--- start DATA RECORDS ---

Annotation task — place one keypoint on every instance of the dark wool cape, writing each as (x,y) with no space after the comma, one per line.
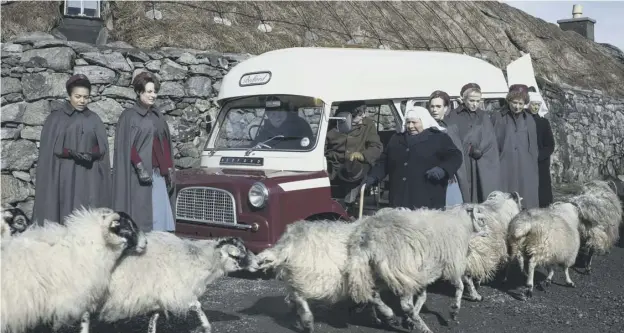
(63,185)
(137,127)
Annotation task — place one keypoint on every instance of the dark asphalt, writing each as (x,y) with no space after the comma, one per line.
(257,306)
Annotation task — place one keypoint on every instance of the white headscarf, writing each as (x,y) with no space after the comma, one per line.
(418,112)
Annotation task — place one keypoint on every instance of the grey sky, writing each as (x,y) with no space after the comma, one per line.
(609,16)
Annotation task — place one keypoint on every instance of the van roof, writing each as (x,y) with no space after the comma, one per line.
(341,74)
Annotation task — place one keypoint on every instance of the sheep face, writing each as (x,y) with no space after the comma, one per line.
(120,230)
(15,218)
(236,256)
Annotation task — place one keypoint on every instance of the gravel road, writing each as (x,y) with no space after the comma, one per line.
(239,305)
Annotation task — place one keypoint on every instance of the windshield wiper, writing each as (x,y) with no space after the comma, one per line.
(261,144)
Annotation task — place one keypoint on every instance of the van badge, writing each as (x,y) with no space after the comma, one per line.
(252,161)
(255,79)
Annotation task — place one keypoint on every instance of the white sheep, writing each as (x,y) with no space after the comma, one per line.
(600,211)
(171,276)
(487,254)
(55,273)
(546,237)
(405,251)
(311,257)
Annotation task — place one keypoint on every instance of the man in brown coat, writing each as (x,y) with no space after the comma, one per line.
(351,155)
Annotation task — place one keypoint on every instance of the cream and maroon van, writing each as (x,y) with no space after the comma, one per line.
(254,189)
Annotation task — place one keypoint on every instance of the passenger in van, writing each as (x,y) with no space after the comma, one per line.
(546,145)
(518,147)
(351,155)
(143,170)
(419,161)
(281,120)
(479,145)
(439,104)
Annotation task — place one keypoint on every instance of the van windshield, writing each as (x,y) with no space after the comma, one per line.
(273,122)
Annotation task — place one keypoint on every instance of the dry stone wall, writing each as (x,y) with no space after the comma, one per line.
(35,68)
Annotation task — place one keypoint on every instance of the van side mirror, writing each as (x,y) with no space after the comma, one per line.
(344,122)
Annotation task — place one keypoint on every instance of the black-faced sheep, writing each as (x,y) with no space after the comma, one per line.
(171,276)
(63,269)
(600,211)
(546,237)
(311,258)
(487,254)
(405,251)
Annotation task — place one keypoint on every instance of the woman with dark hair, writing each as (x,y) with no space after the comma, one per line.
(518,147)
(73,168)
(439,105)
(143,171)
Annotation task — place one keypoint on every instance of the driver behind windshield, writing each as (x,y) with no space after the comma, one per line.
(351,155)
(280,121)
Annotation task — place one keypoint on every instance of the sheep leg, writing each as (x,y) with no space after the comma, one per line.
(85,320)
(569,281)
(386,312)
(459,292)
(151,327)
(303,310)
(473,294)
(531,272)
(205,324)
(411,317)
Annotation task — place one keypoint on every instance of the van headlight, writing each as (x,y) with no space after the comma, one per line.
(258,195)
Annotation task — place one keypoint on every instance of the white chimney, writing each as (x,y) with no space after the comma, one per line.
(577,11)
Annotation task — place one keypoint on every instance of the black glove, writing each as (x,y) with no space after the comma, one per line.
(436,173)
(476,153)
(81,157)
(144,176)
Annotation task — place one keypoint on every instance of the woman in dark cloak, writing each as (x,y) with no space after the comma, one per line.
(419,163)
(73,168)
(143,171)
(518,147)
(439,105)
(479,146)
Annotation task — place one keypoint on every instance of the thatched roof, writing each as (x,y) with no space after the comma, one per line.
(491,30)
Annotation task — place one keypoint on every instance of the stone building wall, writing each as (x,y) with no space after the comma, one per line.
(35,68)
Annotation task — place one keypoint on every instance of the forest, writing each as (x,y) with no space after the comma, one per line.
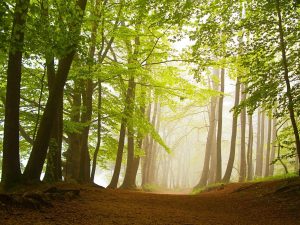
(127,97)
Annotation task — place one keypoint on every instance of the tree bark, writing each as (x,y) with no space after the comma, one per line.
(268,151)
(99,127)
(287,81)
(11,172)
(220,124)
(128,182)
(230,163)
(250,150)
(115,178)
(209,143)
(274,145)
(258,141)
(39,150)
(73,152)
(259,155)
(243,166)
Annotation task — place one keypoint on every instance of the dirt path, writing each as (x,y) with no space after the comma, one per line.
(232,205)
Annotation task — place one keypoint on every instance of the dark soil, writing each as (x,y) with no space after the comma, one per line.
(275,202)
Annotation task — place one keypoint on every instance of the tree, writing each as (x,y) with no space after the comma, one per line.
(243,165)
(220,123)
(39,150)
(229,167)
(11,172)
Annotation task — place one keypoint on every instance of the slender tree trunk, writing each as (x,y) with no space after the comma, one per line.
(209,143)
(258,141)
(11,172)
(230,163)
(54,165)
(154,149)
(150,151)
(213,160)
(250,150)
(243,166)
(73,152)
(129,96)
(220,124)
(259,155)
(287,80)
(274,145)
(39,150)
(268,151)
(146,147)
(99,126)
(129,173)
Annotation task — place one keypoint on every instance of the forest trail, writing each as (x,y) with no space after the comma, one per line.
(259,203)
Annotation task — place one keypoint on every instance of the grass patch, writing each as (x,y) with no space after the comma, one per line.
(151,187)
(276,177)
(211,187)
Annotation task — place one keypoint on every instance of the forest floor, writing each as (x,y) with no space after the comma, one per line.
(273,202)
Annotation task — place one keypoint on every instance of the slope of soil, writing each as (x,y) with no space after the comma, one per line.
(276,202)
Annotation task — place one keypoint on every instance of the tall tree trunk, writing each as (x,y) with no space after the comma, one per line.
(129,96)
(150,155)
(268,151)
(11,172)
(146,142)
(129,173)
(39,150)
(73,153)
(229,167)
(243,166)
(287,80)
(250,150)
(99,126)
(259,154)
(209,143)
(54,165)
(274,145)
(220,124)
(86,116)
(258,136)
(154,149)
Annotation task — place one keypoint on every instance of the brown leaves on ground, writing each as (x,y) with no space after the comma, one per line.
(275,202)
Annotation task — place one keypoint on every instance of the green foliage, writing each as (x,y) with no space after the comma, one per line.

--- end DATA RECORDS ---

• [GIVEN INSTRUCTION] Rewrite the rows above from the line holding "of the tall" through the last row, inclusive, keeping each request line unchanged. Scale every coordinate in the answers by 0.7, rounding to whole numbers with halves rounded up.

• [PROBLEM SOLUTION]
Annotation task — place one keypoint on every instance of the tall tree trunk, writing each as (x,y) with no space after the comma, one per line.
(90,67)
(105,109)
(188,106)
(8,120)
(102,99)
(90,121)
(27,105)
(51,107)
(160,117)
(170,116)
(201,56)
(175,105)
(69,88)
(181,108)
(146,100)
(38,116)
(192,102)
(154,87)
(60,81)
(181,95)
(108,104)
Annotation task — place one keypoint on every instance of the brown leaves on ground, writing each as (x,y) with no space after the comma, one per line.
(193,141)
Annotation task — place one keypoint on every instance of the green foliage, writing each as (x,y) with no space after the comma, one per line.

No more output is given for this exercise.